CHALLENGE → Rewrite every line of the material from the one containing "In the picture above, where can the garden" through the end, inclusive. Keep the requests unchanged, but scale each coordinate in the answers by 1.65 and round it to a whole number, with halves rounding up.

Point labeling dataset excerpts
[Begin]

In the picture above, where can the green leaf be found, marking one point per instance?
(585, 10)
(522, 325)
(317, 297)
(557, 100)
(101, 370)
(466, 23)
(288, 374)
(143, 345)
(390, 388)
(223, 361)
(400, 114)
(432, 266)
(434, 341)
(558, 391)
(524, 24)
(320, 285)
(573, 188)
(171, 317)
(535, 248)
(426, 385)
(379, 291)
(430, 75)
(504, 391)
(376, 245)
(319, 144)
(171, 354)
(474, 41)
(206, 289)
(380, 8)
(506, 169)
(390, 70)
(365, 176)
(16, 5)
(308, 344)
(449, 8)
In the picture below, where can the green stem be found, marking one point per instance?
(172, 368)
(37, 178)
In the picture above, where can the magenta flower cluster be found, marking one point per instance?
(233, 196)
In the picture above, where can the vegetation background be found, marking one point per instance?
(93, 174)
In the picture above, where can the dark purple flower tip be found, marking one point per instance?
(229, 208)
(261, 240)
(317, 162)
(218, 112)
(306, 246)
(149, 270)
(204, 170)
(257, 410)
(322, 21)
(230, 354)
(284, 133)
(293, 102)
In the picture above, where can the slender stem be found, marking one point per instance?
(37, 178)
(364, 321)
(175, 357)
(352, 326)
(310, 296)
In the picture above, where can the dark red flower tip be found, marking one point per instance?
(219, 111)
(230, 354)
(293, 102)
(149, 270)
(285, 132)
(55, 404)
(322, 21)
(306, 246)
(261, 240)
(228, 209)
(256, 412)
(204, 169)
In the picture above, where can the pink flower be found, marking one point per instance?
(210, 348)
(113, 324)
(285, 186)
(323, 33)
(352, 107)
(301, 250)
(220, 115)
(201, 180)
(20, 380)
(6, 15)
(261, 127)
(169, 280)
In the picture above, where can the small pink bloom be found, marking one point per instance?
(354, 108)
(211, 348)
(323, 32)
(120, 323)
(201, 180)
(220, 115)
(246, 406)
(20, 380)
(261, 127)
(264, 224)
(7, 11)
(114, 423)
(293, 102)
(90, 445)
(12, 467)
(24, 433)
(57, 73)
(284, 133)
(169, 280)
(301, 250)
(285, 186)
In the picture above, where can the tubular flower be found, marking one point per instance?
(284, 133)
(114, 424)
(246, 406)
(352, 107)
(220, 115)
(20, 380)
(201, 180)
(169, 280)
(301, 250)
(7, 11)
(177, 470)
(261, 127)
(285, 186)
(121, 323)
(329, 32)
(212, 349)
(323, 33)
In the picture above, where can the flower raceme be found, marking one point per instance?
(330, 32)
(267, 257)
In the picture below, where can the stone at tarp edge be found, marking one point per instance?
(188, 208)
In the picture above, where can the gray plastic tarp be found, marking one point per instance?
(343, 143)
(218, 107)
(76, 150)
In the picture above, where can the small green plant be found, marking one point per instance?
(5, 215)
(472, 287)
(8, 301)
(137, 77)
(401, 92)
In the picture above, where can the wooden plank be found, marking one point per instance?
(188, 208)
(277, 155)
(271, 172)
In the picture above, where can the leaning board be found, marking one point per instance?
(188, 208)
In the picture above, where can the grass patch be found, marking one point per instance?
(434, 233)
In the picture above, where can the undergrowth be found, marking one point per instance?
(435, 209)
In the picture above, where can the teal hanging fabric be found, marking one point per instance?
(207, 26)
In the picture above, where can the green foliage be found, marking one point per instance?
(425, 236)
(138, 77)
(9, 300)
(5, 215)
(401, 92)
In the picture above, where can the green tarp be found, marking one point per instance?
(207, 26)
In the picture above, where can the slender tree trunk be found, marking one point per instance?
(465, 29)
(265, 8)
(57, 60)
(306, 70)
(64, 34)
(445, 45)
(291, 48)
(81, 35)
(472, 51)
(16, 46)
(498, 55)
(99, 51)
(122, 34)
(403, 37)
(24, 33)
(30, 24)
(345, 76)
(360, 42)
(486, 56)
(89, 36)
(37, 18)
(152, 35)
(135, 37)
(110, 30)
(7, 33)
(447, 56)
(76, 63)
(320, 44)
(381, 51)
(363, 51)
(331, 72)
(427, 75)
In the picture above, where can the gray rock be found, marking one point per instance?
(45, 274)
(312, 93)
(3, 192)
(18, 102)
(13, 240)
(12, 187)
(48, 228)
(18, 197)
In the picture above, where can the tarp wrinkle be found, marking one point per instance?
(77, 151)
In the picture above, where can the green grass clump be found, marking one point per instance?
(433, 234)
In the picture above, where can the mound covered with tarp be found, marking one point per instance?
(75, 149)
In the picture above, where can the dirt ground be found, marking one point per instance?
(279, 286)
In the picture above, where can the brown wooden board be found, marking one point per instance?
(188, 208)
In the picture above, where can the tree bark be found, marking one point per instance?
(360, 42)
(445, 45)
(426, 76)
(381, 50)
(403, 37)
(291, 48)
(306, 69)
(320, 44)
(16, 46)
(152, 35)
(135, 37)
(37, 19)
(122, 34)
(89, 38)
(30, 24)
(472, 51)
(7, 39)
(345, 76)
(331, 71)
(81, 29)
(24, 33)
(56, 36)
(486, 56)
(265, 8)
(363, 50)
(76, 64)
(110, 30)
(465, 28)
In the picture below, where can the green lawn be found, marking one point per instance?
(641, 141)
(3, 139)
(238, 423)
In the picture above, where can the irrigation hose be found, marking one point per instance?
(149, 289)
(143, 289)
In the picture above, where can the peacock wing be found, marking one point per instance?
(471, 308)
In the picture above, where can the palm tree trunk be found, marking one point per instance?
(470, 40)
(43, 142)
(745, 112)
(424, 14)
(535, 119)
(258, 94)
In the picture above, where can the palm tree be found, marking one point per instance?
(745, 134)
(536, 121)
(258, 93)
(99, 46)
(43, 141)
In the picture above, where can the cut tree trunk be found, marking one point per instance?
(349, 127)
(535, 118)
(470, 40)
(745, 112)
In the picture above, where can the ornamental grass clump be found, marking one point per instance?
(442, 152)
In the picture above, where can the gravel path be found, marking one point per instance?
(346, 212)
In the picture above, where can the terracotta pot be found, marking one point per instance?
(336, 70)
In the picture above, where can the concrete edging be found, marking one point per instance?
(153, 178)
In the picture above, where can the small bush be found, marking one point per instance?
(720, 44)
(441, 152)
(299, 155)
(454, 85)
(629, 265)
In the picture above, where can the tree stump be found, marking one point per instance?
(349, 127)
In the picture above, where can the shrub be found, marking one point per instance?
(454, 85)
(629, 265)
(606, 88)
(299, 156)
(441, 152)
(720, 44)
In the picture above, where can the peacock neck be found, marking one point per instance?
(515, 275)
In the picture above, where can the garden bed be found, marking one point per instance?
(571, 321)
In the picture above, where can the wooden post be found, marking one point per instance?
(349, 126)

[End]

EXERCISE RESULT →
In the picture above, where can the garden bed be found, marking one point per instance?
(942, 530)
In the picture above, where can the wooden post be found, marking one point per instance?
(576, 208)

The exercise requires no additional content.